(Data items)
%%

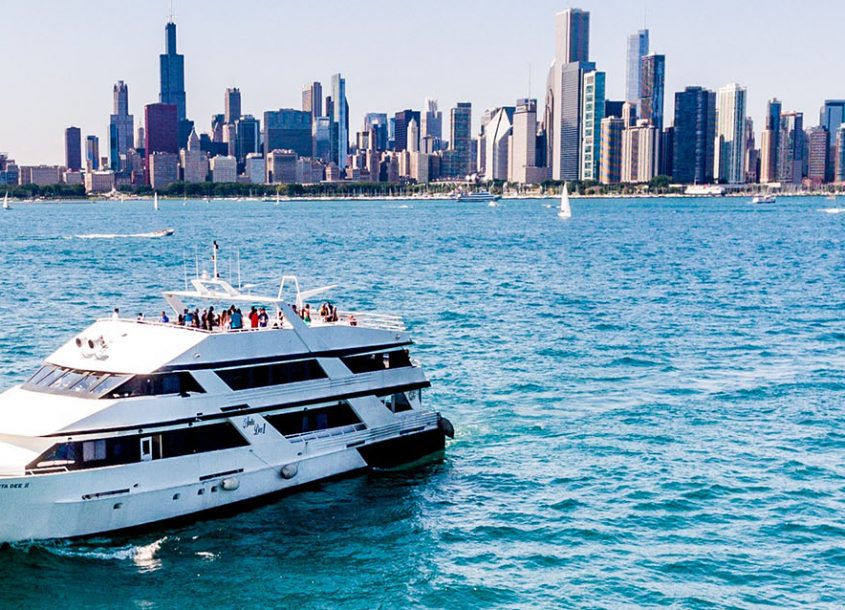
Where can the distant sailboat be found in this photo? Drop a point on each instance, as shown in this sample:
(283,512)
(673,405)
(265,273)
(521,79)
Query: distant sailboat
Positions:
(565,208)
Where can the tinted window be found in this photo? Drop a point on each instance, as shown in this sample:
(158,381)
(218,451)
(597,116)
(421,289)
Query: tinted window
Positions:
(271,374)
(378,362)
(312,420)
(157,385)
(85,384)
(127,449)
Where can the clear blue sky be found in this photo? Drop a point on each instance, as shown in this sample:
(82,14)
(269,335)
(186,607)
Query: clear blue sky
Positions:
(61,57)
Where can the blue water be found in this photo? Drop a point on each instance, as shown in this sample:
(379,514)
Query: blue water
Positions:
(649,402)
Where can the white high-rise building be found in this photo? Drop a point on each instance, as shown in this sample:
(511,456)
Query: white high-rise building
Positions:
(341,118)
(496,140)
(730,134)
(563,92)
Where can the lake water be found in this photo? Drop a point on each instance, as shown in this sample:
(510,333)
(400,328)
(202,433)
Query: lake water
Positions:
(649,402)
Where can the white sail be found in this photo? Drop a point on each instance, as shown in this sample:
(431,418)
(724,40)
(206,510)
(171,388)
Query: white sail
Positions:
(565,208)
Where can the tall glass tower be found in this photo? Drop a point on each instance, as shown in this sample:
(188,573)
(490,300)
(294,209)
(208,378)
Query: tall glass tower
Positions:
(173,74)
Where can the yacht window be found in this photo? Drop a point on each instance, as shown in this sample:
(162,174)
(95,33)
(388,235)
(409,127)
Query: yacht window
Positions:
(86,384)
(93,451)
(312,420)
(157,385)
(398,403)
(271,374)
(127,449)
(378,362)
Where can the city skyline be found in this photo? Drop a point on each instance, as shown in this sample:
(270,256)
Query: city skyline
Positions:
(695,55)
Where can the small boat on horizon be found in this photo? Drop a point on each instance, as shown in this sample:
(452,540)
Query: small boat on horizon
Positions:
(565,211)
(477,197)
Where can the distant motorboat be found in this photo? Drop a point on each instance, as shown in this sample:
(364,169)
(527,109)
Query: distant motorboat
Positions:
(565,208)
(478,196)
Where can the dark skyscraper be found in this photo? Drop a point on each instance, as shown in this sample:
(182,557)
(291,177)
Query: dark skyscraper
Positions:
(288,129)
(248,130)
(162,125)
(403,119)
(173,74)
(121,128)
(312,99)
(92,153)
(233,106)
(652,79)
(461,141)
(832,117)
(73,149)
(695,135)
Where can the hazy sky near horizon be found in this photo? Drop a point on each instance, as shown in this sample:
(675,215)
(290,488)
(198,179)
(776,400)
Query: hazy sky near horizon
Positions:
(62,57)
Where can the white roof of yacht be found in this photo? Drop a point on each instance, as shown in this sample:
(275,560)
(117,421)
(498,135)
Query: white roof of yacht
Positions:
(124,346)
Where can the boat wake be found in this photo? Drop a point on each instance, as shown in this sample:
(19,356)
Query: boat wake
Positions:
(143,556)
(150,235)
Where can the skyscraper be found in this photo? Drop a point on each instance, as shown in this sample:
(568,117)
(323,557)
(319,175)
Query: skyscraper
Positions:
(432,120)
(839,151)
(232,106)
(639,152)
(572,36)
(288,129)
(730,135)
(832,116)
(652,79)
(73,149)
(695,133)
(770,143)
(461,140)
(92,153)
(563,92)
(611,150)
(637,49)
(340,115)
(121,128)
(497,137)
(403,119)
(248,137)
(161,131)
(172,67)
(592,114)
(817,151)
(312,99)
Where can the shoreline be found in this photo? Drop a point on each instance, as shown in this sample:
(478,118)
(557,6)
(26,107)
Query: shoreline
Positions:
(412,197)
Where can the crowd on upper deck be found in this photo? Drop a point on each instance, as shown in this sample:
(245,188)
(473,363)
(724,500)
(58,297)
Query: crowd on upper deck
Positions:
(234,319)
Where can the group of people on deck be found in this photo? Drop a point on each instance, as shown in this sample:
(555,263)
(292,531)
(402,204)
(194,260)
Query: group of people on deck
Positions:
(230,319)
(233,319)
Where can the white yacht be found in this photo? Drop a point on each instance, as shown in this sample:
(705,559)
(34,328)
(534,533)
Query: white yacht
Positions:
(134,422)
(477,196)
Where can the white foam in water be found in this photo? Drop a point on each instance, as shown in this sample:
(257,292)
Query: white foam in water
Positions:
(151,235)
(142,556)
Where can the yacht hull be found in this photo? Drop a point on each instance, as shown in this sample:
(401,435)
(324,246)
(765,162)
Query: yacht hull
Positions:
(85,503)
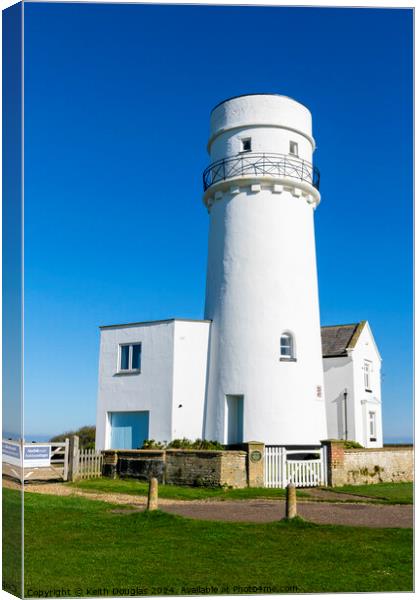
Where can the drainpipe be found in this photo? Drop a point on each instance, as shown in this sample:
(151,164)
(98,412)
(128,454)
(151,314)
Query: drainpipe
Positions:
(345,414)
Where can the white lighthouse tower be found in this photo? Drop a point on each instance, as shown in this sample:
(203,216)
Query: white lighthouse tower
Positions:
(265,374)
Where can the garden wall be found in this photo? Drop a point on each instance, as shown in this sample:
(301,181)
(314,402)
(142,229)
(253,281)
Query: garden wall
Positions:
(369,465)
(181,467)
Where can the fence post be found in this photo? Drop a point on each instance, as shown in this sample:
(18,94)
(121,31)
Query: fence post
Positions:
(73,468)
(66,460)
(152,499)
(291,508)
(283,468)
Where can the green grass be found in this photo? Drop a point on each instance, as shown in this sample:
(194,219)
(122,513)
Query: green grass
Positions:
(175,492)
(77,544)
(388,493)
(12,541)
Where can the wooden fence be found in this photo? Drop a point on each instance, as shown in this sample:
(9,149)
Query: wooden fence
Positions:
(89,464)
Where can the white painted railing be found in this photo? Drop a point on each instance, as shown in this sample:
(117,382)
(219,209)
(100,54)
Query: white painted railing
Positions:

%%
%%

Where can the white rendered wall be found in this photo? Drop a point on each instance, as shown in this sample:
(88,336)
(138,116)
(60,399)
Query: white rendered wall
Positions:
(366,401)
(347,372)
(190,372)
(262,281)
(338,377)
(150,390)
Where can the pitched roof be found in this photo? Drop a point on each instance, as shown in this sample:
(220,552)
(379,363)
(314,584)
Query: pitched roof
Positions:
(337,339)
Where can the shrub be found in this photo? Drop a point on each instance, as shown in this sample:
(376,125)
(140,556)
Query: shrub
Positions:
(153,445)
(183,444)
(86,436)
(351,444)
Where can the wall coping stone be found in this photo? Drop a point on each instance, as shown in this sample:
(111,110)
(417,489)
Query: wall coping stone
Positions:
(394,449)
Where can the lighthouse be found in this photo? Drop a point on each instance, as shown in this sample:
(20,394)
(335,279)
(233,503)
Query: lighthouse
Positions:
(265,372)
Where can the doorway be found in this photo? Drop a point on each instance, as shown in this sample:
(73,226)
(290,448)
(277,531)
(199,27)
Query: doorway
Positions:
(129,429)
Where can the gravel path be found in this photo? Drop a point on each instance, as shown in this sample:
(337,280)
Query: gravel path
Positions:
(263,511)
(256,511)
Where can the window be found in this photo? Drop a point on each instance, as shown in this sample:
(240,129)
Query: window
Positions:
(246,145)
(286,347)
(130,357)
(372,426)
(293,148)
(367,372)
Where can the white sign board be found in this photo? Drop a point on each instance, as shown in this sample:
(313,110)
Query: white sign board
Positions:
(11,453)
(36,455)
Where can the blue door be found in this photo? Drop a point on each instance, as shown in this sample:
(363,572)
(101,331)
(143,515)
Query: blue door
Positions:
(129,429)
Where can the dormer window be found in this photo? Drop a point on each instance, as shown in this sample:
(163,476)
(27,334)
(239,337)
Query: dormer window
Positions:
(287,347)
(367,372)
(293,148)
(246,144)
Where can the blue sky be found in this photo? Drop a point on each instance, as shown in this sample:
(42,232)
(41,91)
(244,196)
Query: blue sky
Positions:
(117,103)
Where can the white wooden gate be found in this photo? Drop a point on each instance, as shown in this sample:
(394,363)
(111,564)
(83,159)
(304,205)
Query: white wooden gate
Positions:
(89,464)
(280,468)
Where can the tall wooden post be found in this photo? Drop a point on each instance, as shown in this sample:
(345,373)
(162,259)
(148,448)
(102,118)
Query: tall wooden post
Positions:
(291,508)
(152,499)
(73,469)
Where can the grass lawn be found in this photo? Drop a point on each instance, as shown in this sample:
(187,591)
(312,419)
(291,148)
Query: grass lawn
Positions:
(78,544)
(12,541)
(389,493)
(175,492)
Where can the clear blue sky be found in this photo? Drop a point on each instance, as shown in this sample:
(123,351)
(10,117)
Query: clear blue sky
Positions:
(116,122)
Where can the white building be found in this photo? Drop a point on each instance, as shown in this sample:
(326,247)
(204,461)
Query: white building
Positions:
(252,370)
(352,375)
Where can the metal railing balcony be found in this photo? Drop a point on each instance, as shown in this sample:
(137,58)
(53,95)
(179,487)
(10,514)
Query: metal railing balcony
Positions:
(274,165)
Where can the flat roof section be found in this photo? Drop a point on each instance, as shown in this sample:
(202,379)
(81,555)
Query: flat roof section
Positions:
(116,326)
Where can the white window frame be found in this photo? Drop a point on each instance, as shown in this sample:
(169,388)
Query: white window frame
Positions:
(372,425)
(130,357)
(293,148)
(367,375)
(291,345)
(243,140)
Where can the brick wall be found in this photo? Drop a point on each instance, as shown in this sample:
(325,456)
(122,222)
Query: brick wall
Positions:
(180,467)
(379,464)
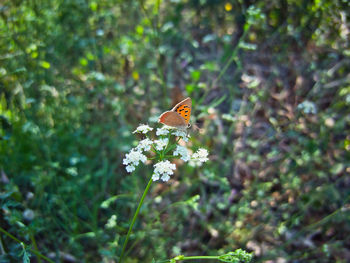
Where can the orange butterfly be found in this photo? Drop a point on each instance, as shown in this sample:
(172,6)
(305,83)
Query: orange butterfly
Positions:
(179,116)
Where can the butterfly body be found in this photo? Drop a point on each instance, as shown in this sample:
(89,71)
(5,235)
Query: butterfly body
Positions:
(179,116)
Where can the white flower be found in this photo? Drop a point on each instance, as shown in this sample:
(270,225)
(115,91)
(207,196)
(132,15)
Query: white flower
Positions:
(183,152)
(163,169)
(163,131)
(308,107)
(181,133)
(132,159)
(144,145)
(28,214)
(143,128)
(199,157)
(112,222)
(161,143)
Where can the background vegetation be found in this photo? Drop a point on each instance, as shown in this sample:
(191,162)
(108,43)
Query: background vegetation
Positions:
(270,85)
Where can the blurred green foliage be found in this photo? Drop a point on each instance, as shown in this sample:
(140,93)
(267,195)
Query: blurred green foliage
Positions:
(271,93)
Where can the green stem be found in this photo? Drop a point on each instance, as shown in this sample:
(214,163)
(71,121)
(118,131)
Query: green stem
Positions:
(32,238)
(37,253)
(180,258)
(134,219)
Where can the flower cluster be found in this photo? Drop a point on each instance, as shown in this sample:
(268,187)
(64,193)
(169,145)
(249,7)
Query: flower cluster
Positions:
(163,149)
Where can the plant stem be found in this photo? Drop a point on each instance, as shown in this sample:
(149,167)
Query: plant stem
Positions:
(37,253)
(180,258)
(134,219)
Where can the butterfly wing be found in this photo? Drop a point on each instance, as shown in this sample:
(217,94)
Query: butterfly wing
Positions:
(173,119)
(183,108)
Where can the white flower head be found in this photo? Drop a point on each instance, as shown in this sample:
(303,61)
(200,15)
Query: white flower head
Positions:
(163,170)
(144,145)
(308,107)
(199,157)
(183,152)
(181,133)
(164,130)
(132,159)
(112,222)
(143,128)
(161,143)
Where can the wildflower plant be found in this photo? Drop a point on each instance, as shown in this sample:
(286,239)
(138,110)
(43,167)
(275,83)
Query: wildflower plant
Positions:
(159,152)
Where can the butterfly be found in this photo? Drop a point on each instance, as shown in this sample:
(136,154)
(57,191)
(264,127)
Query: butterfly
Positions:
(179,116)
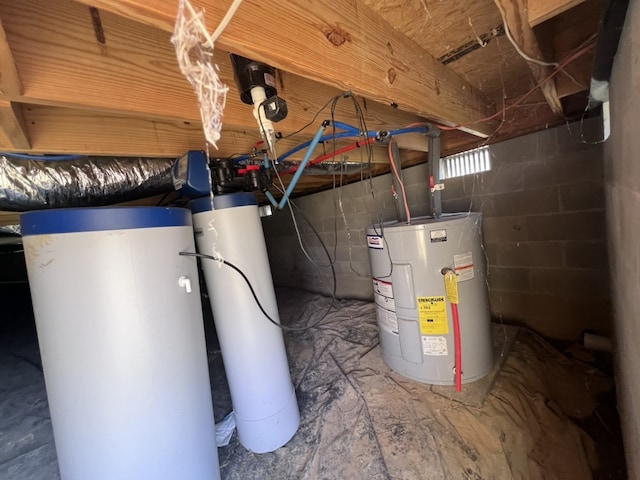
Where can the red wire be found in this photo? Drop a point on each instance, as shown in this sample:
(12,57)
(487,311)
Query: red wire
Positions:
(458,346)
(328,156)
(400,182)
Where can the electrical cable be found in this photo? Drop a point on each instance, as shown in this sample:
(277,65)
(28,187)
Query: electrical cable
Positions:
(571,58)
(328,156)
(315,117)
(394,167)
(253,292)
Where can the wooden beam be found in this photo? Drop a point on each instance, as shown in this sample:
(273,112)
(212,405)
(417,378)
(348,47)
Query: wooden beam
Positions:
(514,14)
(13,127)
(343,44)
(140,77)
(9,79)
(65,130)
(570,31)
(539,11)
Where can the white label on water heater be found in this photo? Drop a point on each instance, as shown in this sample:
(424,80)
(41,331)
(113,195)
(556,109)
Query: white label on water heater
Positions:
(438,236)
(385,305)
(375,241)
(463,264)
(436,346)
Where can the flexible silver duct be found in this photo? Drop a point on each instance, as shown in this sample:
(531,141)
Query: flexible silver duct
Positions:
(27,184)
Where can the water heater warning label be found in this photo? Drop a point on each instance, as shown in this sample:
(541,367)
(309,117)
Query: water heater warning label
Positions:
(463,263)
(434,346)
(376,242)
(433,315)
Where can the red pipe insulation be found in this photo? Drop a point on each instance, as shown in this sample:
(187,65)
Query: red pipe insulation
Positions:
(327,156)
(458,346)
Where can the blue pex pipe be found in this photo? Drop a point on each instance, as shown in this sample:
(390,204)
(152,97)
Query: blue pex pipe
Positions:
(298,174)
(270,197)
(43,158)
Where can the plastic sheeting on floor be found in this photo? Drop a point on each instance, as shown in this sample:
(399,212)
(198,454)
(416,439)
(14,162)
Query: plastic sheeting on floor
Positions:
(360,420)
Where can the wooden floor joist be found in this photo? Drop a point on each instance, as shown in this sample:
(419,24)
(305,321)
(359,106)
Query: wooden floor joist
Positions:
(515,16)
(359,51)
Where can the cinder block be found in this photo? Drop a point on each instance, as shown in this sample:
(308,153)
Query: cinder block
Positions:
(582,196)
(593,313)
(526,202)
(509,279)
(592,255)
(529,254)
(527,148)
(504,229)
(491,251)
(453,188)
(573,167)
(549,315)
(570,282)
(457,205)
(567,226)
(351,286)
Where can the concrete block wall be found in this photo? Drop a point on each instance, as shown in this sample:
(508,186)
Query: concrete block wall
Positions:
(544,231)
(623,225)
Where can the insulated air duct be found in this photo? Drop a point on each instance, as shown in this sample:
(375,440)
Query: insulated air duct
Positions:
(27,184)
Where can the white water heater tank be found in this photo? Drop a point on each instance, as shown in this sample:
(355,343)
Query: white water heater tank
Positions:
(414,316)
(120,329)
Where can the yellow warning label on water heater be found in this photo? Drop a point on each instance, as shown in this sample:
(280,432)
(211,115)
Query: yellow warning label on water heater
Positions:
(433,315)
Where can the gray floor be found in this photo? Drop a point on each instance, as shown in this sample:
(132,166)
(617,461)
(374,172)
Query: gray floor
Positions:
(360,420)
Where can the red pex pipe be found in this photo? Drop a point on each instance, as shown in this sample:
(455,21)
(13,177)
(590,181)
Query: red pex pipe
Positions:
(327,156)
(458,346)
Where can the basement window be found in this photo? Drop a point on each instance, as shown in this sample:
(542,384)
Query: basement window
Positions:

%%
%%

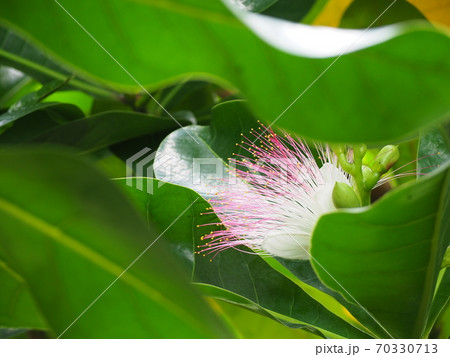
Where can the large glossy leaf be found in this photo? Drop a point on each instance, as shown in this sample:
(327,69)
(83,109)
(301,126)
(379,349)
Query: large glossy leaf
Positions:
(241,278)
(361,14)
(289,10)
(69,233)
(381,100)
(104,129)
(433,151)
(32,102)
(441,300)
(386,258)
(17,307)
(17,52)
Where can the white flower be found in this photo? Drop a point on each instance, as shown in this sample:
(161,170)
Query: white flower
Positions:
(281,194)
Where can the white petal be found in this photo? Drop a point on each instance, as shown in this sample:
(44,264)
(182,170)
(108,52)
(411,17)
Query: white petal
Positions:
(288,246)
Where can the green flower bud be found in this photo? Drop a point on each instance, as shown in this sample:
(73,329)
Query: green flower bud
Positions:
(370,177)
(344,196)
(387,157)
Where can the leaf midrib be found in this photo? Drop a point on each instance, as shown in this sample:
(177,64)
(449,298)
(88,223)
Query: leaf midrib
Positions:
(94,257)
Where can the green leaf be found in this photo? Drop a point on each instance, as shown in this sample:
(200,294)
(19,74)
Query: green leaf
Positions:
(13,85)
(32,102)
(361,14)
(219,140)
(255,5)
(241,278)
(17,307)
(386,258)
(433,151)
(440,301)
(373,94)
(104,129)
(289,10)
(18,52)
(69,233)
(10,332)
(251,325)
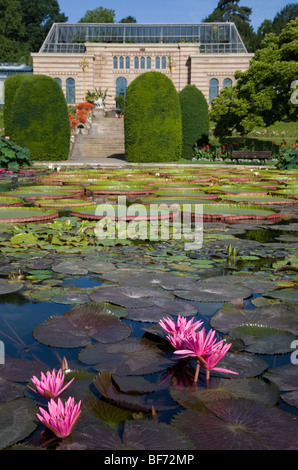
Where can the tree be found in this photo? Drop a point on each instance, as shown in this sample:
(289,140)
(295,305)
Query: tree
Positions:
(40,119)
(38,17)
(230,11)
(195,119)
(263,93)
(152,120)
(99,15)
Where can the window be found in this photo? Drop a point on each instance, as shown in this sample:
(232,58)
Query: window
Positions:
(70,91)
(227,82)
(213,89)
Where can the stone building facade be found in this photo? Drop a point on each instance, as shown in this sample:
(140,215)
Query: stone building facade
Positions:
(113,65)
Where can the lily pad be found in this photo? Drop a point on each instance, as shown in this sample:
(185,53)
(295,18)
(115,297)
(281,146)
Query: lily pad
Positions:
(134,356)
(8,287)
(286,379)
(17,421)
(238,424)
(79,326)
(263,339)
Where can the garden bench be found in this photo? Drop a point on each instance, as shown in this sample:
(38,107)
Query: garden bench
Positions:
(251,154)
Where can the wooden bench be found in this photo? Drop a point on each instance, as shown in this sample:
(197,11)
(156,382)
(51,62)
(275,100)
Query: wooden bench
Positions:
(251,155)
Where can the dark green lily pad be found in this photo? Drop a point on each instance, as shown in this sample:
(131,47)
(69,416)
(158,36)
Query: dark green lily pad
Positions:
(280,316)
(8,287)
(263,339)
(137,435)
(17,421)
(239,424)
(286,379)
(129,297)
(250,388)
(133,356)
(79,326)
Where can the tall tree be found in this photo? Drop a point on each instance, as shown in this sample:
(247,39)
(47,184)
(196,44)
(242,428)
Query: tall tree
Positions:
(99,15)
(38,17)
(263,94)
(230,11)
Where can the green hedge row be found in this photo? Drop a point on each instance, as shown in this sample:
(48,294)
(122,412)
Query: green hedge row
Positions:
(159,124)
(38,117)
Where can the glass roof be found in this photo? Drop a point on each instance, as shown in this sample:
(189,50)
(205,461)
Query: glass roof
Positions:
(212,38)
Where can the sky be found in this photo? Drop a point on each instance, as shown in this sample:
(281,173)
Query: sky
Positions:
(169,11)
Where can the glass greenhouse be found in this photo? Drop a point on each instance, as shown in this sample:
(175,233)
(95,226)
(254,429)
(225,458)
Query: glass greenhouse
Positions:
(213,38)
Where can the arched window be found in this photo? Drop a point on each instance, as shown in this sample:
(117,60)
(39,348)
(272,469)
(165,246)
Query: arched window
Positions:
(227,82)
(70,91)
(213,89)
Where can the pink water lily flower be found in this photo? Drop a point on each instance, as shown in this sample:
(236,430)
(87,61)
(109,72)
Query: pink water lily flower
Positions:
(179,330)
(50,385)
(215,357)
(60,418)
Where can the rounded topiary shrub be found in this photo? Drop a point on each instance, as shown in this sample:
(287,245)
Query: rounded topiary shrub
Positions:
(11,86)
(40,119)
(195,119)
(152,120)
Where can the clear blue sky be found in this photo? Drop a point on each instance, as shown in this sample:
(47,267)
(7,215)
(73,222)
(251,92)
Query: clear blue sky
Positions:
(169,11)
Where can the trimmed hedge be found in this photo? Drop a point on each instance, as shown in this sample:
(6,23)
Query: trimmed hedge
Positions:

%%

◆ **What is expected**
Count how many lines in the records above contain the word "section", and give only the number.

◆ **Response for this exercise**
2